▸ Your task
Retype each entry. Leave nothing out.

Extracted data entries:
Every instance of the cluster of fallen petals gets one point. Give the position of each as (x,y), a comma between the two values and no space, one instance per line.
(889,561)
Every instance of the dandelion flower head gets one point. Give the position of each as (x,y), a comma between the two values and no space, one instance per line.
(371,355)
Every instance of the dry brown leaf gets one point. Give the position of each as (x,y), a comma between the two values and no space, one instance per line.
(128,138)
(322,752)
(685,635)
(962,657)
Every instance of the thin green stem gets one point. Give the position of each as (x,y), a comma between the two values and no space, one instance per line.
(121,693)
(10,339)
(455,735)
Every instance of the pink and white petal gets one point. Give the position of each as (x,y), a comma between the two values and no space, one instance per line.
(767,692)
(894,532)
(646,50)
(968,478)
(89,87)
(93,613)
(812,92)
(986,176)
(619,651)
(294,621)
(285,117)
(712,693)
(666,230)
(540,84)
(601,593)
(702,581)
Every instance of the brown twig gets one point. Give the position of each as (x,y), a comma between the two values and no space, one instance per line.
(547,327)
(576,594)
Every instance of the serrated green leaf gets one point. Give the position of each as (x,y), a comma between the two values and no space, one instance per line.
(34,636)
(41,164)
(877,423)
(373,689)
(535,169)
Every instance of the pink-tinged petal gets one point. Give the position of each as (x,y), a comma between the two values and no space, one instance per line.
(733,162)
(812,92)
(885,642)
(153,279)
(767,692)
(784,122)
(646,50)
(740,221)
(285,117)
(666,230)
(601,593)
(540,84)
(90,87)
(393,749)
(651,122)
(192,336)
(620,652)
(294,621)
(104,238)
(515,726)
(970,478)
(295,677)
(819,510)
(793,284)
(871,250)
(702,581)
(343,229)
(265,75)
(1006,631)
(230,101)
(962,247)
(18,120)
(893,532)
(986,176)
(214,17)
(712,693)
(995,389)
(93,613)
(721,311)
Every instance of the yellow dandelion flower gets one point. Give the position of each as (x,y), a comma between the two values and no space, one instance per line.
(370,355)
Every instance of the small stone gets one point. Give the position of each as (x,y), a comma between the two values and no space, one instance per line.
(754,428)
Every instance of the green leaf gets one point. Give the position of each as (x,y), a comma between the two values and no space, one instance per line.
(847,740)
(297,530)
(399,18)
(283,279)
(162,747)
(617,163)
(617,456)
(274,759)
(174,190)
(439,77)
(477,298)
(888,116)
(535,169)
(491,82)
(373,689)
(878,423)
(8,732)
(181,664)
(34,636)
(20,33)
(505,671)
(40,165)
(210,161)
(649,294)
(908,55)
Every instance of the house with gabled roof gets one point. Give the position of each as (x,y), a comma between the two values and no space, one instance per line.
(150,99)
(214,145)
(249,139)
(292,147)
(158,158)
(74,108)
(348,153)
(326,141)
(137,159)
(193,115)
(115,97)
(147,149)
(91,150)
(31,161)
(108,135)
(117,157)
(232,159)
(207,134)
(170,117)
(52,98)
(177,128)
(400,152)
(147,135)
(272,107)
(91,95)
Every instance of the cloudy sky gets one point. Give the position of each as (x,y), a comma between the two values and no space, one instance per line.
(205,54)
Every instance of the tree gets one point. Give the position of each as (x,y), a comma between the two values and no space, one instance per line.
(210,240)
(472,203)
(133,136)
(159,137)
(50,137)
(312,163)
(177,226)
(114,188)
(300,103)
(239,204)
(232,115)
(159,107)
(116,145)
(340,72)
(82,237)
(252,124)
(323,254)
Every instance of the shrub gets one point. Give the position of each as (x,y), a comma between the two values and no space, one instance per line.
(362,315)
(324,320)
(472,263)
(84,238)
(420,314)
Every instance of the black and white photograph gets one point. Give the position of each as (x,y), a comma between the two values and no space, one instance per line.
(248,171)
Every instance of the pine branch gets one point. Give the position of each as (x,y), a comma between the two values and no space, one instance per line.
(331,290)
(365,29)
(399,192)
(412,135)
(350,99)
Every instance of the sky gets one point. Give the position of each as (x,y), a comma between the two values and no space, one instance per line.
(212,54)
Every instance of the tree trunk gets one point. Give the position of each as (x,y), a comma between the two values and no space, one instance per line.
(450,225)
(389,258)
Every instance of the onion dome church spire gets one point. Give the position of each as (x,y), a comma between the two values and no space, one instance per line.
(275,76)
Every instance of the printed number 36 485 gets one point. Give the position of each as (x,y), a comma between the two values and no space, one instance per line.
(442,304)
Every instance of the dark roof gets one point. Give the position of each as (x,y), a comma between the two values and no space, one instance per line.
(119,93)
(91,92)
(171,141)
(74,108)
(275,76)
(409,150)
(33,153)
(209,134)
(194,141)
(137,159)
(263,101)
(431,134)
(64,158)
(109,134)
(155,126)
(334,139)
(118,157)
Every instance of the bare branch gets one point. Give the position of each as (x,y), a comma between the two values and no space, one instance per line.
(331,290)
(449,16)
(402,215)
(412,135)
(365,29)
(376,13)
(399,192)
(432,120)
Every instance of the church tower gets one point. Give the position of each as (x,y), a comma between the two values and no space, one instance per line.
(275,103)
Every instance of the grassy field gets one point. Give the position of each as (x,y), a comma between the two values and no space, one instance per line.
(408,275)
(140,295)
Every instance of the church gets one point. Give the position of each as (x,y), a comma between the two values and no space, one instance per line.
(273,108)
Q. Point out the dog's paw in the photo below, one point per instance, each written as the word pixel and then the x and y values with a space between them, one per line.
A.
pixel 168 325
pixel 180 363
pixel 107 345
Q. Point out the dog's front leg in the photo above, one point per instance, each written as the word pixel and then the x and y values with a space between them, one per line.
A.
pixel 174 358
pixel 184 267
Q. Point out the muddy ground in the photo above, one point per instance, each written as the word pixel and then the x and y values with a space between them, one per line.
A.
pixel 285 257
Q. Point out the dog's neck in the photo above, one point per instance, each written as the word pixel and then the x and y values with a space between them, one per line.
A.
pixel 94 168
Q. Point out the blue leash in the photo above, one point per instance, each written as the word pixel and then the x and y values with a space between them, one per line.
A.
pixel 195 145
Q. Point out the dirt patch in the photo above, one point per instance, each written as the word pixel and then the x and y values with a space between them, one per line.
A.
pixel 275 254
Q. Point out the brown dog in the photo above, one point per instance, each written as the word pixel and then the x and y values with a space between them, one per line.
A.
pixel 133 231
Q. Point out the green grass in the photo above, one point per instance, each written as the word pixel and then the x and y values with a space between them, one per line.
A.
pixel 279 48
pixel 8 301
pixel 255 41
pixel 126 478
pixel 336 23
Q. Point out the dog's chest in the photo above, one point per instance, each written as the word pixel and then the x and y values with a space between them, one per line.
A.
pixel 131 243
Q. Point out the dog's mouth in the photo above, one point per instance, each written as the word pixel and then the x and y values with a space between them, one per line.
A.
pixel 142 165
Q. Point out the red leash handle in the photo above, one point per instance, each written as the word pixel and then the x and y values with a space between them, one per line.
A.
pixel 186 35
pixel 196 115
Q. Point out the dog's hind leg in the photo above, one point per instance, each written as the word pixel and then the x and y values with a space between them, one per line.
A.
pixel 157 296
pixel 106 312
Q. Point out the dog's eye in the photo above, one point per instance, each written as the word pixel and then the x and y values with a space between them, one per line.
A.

▸ Output for this exercise
Every instance of the cluster of fallen petals gets one point. Give the position of each as (x,y), a comma between the two values and no space, one instance per line.
(889,561)
Every instance of the dandelion flower head gets one point. Give the position of each as (x,y), a comma between the two values and no space, one instance per line.
(371,355)
Every instance of the dry brown leaf gets one point. Give the position of each as (x,y), a comma between the two values and no space, one instance per line.
(128,138)
(322,752)
(685,635)
(962,657)
Every instance of the thin green stem gets one point. Give the position of each as (x,y), a comma between the two values and no space, one instance per line.
(121,693)
(10,339)
(455,735)
Every instance of the pink and white petal gets one point. Give the position of each as (x,y), a comma between the two values and no space, one instance per line.
(767,692)
(894,532)
(646,50)
(968,478)
(89,87)
(93,613)
(812,92)
(986,176)
(619,651)
(294,621)
(285,117)
(712,693)
(666,230)
(540,84)
(601,593)
(702,581)
Every instance of the brown twig gets one point. Give the position of each as (x,y), a comma between the two values and no space, one instance per line.
(547,327)
(576,594)
Every instance of the serrated green leaf gets one point. Give the position of each as (x,y), a comma between the two values and no space, one instance per line.
(34,636)
(41,164)
(877,423)
(373,689)
(535,169)
Every instance of the pink-tinged petal gets one point. Give the position of each as (x,y), a comma between the two values and no space, one instance per line.
(733,162)
(812,92)
(885,642)
(153,279)
(767,692)
(784,122)
(646,50)
(740,221)
(285,117)
(666,230)
(601,593)
(540,84)
(90,87)
(393,749)
(651,122)
(192,336)
(620,652)
(294,621)
(104,238)
(515,726)
(970,478)
(295,677)
(819,510)
(793,284)
(871,250)
(702,581)
(343,229)
(265,75)
(1006,631)
(230,101)
(962,247)
(18,120)
(893,532)
(986,176)
(214,17)
(712,693)
(995,389)
(93,613)
(721,311)
Every instance of the yellow dandelion flower gets one point. Give the position of each as (x,y), a comma between the two values and no space, one instance per line.
(370,355)
Every instance of the small stone gets one point. Give the position of each as (x,y), a comma between the two values and no space, one instance per line.
(754,428)
Every instance of the green leaf gets one point. Give the position of each as (x,y), a comma between the two values and no space, one instance per line.
(847,740)
(297,530)
(399,18)
(283,279)
(162,747)
(617,163)
(617,456)
(274,759)
(174,190)
(439,77)
(477,298)
(888,116)
(535,169)
(491,82)
(373,689)
(878,423)
(8,732)
(181,664)
(34,636)
(20,33)
(505,671)
(40,165)
(210,161)
(649,294)
(908,55)
Every instance of the house with gabled roof gets one point. Give the position of each as (x,y), a comma between the two values and no space, one instance per line.
(150,99)
(214,145)
(249,139)
(292,147)
(158,158)
(74,108)
(348,153)
(326,141)
(137,159)
(193,115)
(115,97)
(147,149)
(91,150)
(31,161)
(108,135)
(117,157)
(232,159)
(207,134)
(170,117)
(52,98)
(177,128)
(400,152)
(147,135)
(272,107)
(91,95)
Every instance of the cloudy sky gets one point. Give the position of each as (x,y), a comma between the two values and no space, one instance per line.
(205,54)
Every instance of the tree gets one point. Give the position of each as (x,y), a comma between the two values and no space, one instance per line.
(210,240)
(472,203)
(133,136)
(159,137)
(50,137)
(312,163)
(177,226)
(114,188)
(300,103)
(239,204)
(232,115)
(159,107)
(116,145)
(340,72)
(82,237)
(252,124)
(323,254)
Every instance of the shrub gets one point. Give the position of each as (x,y), a comma between the two values and no space, one instance per line.
(362,315)
(324,320)
(472,263)
(84,238)
(420,314)
Every instance of the black and white photograph gets one point. Give the position of each as (x,y), a comma between the two values and no space, one instance per line.
(248,171)
Every instance of the pine branch gets one point. Give the position of each as (x,y), a comma between the two values and no space, one instance per line.
(331,290)
(365,29)
(399,192)
(412,135)
(350,99)
Every instance of the sky gets one point. Give the position of each as (x,y), a comma between the two values and no space, one instance per line.
(212,54)
Every instance of the tree trunk gets one point. Give the position of each as (x,y), a comma between the two values and no space, one instance per line.
(450,225)
(389,258)
Every instance of the onion dome church spire gets one point. Give the position of each as (x,y), a comma between the two values and no space, one instance per line.
(275,76)
Every instance of the printed number 36 485 gets one point. Give the position of each as (x,y), a comma between the two values and no space, one instance per line.
(442,304)
Every instance of the dark roof gets one point. Give the position of each as (x,y), a comma between the two values and no space, one instance per line.
(119,93)
(91,92)
(171,141)
(74,108)
(275,76)
(409,150)
(33,153)
(209,134)
(194,141)
(137,159)
(263,101)
(431,134)
(64,158)
(109,134)
(155,126)
(334,139)
(118,157)
Every instance of the bare branch gets one point. Give the position of each as (x,y), a comma between the two values and no space, one instance per line.
(331,290)
(449,16)
(402,215)
(412,135)
(365,29)
(376,13)
(399,192)
(432,120)
Every instance of the church tower gets one point. Give the position of each as (x,y), a comma between the two values and no space, one instance per line.
(275,103)
Every instance of the grassy field gets one point. Give the position of each as (x,y), a comma between the two values and no space, one instance per line.
(408,275)
(140,295)
Every instance of the church gets one point. Give the position of each as (x,y), a comma between the two values and no space, one instance per line.
(273,108)
Q. Point out the dog's paw in the photo below, one point per instance, each written as the word pixel and then the x and y values with a space between them, one per line.
A.
pixel 168 325
pixel 180 363
pixel 107 345
Q. Point out the dog's front leg in the photo above, one point per instance, each written as the word pixel and then the x and y values with a space between them, one per line.
A.
pixel 174 358
pixel 184 267
Q. Point out the muddy ground in the photo above, one point per instance, each written as the word pixel and then the x and y values with a space between them, one per line.
A.
pixel 285 257
Q. Point out the dog's neck in the photo above, one point per instance, each written as the word pixel and then the x and y values with a space between them, one per line.
A.
pixel 94 168
Q. Point out the blue leash in the photo above, one point per instance, each written as the word pixel and then the x and y values with a space between them, one per line.
A.
pixel 195 145
Q. Point out the dirt patch in the photo above, one point per instance, each written as the word pixel and then the x and y values with a space between them, one per line.
A.
pixel 275 254
Q. Point out the brown dog in the photo above, one point per instance, each written as the word pixel and then the x and y values with a space between them, one per line.
A.
pixel 133 231
Q. Point out the green grass in the photo above, one point per instance, each written as the word pixel and then the x and y values with a space between them, one per line.
A.
pixel 279 48
pixel 8 301
pixel 255 41
pixel 126 478
pixel 336 23
Q. Point out the dog's chest in the photo above, one point per instance, each written as the word pixel and then the x and y values with a space between them, one per line.
A.
pixel 131 243
Q. Point out the dog's mouth in the photo above, one point per instance, each written as the word pixel and then the x and y values with a space between them, one per line.
A.
pixel 142 165
Q. Point out the red leash handle in the photo above, one point per instance, each written as the word pixel and then the x and y values with a space between them, one per line.
A.
pixel 186 35
pixel 196 115
Q. Point out the dog's hind leg in the photo above, one point per instance, each written as the word pixel and then the x and y values with a space between them, one per line.
A.
pixel 157 296
pixel 106 312
Q. Point out the dog's eye in the photo above, one point per instance, each written as the word pixel and then the x and y values with a space between them, one per line.
A.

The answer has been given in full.